◆ WORK REQUIRED
Will you restate verbatim the lines running from the line with "Put one point on each instance of the boy" to the end of the data, leaving out everything else?

◆ GIVEN RECORDS
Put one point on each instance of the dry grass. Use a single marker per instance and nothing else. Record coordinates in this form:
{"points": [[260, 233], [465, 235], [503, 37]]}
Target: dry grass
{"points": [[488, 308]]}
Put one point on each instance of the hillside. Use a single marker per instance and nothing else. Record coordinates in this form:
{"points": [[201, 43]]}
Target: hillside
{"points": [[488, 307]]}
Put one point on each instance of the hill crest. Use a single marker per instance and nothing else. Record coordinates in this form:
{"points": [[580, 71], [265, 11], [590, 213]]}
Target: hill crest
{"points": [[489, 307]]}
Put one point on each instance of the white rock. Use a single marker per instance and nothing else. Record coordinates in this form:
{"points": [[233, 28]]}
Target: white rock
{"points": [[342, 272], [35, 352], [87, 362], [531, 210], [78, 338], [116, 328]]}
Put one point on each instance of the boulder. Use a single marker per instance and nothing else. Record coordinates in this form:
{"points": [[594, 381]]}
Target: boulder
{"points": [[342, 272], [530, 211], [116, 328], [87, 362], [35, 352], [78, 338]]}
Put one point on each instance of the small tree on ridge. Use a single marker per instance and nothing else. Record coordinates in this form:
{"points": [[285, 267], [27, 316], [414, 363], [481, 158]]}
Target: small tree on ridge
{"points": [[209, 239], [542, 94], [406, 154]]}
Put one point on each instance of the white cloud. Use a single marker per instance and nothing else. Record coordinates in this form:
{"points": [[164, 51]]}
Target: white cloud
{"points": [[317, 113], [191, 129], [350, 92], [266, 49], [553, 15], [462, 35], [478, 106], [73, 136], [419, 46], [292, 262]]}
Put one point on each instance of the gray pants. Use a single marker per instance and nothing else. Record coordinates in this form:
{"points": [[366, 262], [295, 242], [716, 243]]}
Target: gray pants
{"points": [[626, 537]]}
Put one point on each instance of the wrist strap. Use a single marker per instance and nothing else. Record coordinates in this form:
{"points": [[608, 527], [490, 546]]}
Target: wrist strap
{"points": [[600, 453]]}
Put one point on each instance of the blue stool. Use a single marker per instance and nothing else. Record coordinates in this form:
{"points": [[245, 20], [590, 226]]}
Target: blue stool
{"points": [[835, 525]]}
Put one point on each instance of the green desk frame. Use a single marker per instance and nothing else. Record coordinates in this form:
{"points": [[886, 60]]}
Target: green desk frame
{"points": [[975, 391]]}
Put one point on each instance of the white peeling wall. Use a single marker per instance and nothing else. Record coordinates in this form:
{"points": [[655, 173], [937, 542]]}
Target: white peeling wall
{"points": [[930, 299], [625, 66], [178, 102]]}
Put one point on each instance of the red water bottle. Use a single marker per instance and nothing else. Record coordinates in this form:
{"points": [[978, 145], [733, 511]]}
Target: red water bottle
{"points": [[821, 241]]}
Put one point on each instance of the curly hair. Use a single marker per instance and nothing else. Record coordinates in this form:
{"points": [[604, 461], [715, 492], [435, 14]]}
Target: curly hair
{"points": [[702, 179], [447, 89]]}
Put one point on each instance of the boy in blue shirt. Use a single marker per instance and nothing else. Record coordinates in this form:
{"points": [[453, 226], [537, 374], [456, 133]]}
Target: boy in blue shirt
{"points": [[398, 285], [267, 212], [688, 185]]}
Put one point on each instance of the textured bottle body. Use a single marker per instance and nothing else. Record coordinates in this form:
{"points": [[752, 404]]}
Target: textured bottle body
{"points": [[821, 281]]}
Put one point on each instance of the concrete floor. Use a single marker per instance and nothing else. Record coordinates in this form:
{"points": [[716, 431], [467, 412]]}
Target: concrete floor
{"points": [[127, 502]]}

◆ ANSWER
Put one point on each instance of the boy in blue shirt. Use a single marker per instance and nothing else. Record coordinates in this form:
{"points": [[453, 226], [537, 374], [456, 133]]}
Target: boy in blue shirt
{"points": [[398, 285], [267, 212], [688, 185]]}
Put one point on each instance of the textured bottle body. Use a single marker per instance and nothing else. Record coordinates in this form:
{"points": [[752, 404]]}
Target: textured bottle body
{"points": [[821, 281]]}
Put one point on each instance of the concrete floor. Use a single marker per instance and nothing else. Record coordinates in this form:
{"points": [[716, 431], [467, 412]]}
Target: concrete floor
{"points": [[127, 502]]}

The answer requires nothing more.